Task data START

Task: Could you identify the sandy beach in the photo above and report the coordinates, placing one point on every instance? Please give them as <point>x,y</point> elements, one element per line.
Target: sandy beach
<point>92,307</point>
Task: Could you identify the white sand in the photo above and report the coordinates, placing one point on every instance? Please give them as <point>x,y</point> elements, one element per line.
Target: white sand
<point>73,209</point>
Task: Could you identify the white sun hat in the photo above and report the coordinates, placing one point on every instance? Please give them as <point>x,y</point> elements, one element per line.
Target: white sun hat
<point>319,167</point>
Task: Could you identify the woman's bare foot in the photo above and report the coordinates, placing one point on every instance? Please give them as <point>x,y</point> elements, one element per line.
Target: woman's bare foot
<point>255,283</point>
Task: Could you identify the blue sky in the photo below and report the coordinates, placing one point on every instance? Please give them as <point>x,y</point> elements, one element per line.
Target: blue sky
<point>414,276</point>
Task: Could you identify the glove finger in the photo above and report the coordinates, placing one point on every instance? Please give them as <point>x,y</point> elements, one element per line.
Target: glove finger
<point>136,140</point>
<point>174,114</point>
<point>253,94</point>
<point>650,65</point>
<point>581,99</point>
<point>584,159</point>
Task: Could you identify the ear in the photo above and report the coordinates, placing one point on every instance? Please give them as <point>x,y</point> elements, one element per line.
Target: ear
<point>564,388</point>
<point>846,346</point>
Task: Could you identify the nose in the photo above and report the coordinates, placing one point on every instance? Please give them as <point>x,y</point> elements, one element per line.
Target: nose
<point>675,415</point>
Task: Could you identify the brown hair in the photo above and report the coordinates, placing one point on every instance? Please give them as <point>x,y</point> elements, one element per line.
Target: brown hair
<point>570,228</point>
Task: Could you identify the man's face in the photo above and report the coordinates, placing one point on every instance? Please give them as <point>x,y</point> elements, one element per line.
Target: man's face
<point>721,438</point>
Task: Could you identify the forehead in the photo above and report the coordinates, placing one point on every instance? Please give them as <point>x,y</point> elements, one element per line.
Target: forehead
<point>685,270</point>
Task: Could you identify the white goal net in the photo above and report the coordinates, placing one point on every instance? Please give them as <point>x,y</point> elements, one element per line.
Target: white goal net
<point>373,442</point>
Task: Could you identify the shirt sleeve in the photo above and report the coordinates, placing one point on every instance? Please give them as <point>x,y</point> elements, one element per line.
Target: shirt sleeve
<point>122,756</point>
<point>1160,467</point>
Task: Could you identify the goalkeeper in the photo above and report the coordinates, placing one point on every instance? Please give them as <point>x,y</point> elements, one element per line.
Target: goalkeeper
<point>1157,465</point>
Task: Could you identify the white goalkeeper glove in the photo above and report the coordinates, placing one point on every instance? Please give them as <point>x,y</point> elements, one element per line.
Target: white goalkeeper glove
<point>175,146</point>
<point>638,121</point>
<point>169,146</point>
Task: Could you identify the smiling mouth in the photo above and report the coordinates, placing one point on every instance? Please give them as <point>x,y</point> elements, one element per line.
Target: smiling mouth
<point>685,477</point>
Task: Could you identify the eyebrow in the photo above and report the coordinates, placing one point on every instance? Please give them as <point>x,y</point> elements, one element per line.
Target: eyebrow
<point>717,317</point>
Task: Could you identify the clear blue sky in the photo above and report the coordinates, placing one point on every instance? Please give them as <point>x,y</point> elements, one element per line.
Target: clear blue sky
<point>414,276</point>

Task data END

Beginning at the line that contains "Target: forehead" and ending at the last line above, copy each line without any change.

Target: forehead
<point>685,270</point>
Task: Could you identify the white goal net in the photo above and report the coordinates, placing one point on every instance? Please give them as <point>x,y</point> elements, one element per line.
Target: white goal net
<point>373,442</point>
Task: Could you identify the shirt sleeve in the photo above and report the coordinates, placing one point on every instance? Please give them as <point>x,y</point> elements, one element per line.
Target: shirt sleeve
<point>122,756</point>
<point>1160,467</point>
Task: Could you identify the goalkeeper in the photo above and report the coordinates, placing one point on every instance? Please give them as <point>x,y</point> elements, one element per line.
Target: goalkeeper
<point>1157,465</point>
Task: Could you identify the white goalkeeper glove in the photo above and report the coordinates, placing one point on every instance? Please give them as <point>x,y</point> elements, one element per line.
Target: white goalkeeper glove
<point>175,146</point>
<point>638,121</point>
<point>169,146</point>
Task: Could you identify the smiling mouth in the photo above and report the coordinates, placing one point on every instance? Please give them as <point>x,y</point> elements, one element per line.
Target: smiling mouth
<point>685,477</point>
Task: Could you identify the eyebrow in the photo above and report the coordinates, placing one point on every instance? Please give them as <point>x,y</point> elements, one element per line.
Target: eyebrow
<point>717,317</point>
Task: Could you identify the clear blue sky in the photo above and report the coordinates, placing one point on every instance? Please give them as <point>x,y</point> elements, one element per line.
Target: clear blue sky
<point>414,276</point>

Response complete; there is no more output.